## Goal
Please convert all of these lines into a two-column CSV with the headers "line" and "answer", one row per line. Put each line's text and its answer in their own quoted fields, replacing any line breaks with spaces.

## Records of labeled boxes
%%

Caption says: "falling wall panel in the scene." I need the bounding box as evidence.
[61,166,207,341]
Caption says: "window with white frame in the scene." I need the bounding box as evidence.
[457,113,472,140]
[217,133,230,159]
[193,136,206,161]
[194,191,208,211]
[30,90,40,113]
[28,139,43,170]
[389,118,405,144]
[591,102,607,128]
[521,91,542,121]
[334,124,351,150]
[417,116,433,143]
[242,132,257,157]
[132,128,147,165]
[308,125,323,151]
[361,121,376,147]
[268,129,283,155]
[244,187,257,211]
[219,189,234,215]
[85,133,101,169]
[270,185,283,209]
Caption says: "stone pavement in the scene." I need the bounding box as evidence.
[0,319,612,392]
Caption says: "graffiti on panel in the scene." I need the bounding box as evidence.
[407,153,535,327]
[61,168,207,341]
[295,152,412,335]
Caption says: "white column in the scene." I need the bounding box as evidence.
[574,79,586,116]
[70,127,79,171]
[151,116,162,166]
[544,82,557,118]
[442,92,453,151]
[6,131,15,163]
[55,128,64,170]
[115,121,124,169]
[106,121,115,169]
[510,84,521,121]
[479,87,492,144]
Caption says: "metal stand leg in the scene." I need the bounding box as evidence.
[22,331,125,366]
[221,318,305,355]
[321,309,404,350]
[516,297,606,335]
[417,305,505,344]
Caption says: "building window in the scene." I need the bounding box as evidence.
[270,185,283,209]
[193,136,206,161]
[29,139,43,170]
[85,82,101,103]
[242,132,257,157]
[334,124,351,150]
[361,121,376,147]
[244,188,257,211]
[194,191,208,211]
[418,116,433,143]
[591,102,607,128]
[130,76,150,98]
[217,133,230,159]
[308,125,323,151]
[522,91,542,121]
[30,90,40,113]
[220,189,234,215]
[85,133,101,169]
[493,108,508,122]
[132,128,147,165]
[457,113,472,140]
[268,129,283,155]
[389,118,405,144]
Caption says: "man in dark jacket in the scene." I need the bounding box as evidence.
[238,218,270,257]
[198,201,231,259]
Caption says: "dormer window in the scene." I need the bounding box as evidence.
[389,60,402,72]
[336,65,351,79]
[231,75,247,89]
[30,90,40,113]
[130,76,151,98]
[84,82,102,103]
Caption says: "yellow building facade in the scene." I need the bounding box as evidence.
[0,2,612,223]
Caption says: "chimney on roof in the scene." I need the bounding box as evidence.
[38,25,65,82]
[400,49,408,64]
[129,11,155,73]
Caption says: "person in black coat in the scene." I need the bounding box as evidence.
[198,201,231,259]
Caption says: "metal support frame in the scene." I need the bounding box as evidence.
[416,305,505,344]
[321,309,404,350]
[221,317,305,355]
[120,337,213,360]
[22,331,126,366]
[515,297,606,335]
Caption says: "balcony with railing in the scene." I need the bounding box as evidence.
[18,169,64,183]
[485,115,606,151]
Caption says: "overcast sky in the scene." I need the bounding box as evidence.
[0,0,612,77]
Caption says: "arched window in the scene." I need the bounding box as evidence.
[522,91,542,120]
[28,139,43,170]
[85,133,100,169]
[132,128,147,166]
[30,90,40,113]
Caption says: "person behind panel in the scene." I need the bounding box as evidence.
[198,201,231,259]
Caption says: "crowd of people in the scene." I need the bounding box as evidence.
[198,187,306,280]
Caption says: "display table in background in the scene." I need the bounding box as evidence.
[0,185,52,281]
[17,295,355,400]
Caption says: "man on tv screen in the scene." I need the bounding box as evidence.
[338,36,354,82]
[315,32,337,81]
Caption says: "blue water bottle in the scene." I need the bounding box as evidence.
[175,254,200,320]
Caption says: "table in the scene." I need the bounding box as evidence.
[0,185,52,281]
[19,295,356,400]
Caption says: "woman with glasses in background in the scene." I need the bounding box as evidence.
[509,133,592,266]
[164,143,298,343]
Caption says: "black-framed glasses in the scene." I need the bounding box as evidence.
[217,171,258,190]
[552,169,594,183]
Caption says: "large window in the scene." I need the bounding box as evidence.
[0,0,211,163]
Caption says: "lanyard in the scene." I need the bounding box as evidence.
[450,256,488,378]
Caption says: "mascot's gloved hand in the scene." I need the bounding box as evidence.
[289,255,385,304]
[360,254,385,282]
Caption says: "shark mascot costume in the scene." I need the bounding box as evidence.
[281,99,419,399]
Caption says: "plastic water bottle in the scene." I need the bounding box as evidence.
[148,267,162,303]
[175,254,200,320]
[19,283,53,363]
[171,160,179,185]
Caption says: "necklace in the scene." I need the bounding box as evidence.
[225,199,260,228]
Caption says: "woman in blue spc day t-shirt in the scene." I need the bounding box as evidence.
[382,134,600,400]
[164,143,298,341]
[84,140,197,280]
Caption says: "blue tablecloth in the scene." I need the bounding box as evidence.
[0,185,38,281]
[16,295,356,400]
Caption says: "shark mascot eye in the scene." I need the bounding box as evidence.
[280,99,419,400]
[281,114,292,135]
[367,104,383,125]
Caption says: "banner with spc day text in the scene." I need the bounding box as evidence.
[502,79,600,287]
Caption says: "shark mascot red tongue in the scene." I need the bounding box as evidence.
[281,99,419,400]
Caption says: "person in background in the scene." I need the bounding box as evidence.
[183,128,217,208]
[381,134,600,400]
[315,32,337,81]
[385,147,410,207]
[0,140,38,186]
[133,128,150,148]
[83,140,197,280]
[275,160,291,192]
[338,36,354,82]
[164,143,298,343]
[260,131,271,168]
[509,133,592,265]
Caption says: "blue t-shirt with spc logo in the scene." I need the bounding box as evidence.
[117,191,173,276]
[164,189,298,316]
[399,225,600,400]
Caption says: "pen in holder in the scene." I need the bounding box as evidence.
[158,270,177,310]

%%

## Answer to the exercise
line,answer
"Caption says: ""falling wall panel in the scene."" I need the bounding box as evidence.","[61,166,207,341]"
"Caption says: ""window with white frame in the scene."" I need the bounding box as evidence.","[457,113,472,140] [217,133,230,159] [193,136,206,161] [194,191,208,211] [30,90,40,113] [28,139,43,170] [389,118,405,144] [591,102,607,128] [521,91,542,121] [334,124,351,150] [417,116,433,143] [242,132,257,157] [132,128,147,165] [308,125,323,151] [361,121,376,147] [268,129,283,155] [244,187,257,211] [219,189,234,215] [85,133,101,169] [270,185,283,209]"
"Caption says: ""stone pavement in the scene."" I need the bounding box as evidence.","[0,319,612,392]"
"Caption says: ""graffiti on panel in the scene."" I need the bounding box as evidence.","[407,153,535,327] [61,168,207,341] [295,152,412,335]"
"Caption says: ""white column in the scene."" I need the bounding box as evidence.","[574,79,586,116] [70,127,79,171] [151,116,162,166] [544,82,557,118] [442,92,453,151] [6,131,15,163] [55,128,64,170] [115,121,124,169] [106,121,115,169] [510,84,521,121] [479,87,492,144]"
"Caption says: ""metal stand leg in the scene."" I need the bounding box as evidence.","[22,331,125,366] [221,318,305,355] [321,309,404,350] [516,297,606,335] [417,305,505,344]"
"Caption says: ""building window in the scene."" I need the bounding box as evidence.","[270,185,283,209] [193,136,206,161] [29,139,43,170] [85,82,101,103] [242,132,257,157] [334,124,351,150] [361,121,376,147] [244,188,257,211] [194,191,208,211] [418,116,433,143] [591,102,607,128] [130,76,150,98] [217,133,230,159] [308,125,323,151] [522,91,542,121] [30,90,40,113] [220,189,234,215] [85,133,101,169] [493,108,508,122] [132,128,147,165] [457,113,472,140] [268,129,283,155] [389,118,405,144]"
"Caption says: ""man in dark jacket in the scene."" I need the bounding box as evidence.","[238,218,270,257] [198,201,231,259]"
"Caption says: ""dormer window in the scene."" I need the bounding box as evidence.","[389,60,402,72] [336,65,351,79] [231,75,247,89] [30,90,40,113] [130,76,151,98] [84,82,102,103]"
"Caption says: ""yellow building facade in the scene."" I need the bounding box as evidence.","[0,2,612,223]"
"Caption says: ""chimney on roof in the scene."" I need the bounding box as evidence.","[38,25,65,82] [400,49,408,64] [129,11,155,73]"
"Caption says: ""person in black coat in the scene."" I need the bounding box as evidence.","[198,201,231,259]"
"Caption says: ""metal support frame in the scene."" I need the bounding box as evidence.","[416,305,505,344] [321,309,404,350] [221,317,305,355] [120,337,213,360] [22,331,126,366] [515,297,606,335]"
"Caption says: ""balcony with railing in the scene."" I need the bounding box as evidence.","[18,169,64,183] [485,115,606,151]"
"Caption says: ""overcast sky in the scene."" I need the bounding box as evidence.","[0,0,612,77]"
"Caption says: ""arched window in the scene."" I need the bounding box as evidence.","[522,91,542,120] [28,139,43,170] [85,133,100,169] [132,128,147,166] [30,90,40,113]"
"Caption says: ""person behind panel in the scene."" I need the bounding box as evidence.","[198,201,231,259]"
"Caption says: ""crowd of people in the scene."" I need the bounding box as evidence.","[198,187,306,280]"
"Caption says: ""display table in background in the scene."" I need the bounding box as evidence.","[0,185,52,281] [17,295,355,400]"
"Caption says: ""man on tv screen in the scene."" I need the bounding box as evidence.","[338,36,354,82] [315,32,337,81]"
"Caption says: ""blue water bottle in the scene."" I need the bounding box as evidence.","[175,254,200,320]"
"Caption says: ""table in the scene."" I need the bounding box as evidence.","[0,185,52,281] [19,295,356,400]"
"Caption says: ""woman with glasses in background in the scene."" I need the bounding box as evidence.","[509,133,592,266] [164,143,298,343]"
"Caption says: ""black-framed glasses in the scene."" I need the bounding box as evidence.","[217,171,258,190] [552,169,594,183]"
"Caption says: ""large window in the scene."" I need the bounding box as evidence.","[0,0,211,163]"
"Caption says: ""lanyard in the scene."" I need the bounding box as evidence.","[450,256,488,378]"
"Caption says: ""mascot's gloved hand in the scene."" I need the bounding box as evidence.","[289,255,385,304] [360,254,385,282]"
"Caption says: ""shark mascot costume in the scene."" I need the bounding box as evidence.","[281,99,419,399]"
"Caption says: ""plastic water bottle in the scene."" I need the bounding box as evidence.","[148,267,162,303] [175,254,200,320] [19,283,53,363] [171,160,179,185]"
"Caption says: ""necklace in the scene."" I need the bounding box as evidence.","[225,199,260,228]"
"Caption says: ""woman in blue spc day t-shirt in the scene."" I need the bounding box as evidence.","[382,134,600,400] [164,143,298,341] [84,140,197,280]"
"Caption says: ""blue tablecloth in the scene."" I need the bounding box as evidence.","[0,185,38,281] [16,295,356,400]"
"Caption says: ""shark mascot eye in the scene."" I need the bounding box as evidence.","[280,99,419,400] [281,114,292,135] [367,104,383,125]"
"Caption says: ""banner with spc day text in the scene."" I need the bounding box as evidence.","[502,79,600,287]"
"Caption says: ""shark mascot red tongue in the scene."" I need the bounding box as evidence.","[281,99,419,400]"
"Caption says: ""person in background in the scene."" I need the bounding box as evidence.","[183,128,217,208] [381,134,600,400] [315,32,337,81] [385,147,410,207] [0,140,38,186] [133,128,150,148] [83,140,197,280] [275,160,291,192] [338,36,354,82] [164,143,298,343] [260,131,271,168] [509,133,592,265]"
"Caption says: ""blue t-shirt with spc logo in the scene."" I need the bounding box as evidence.","[117,191,173,276] [164,189,298,316] [399,225,600,400]"
"Caption says: ""pen in holder in the scene."" I need the bounding box as evidence.","[158,270,177,310]"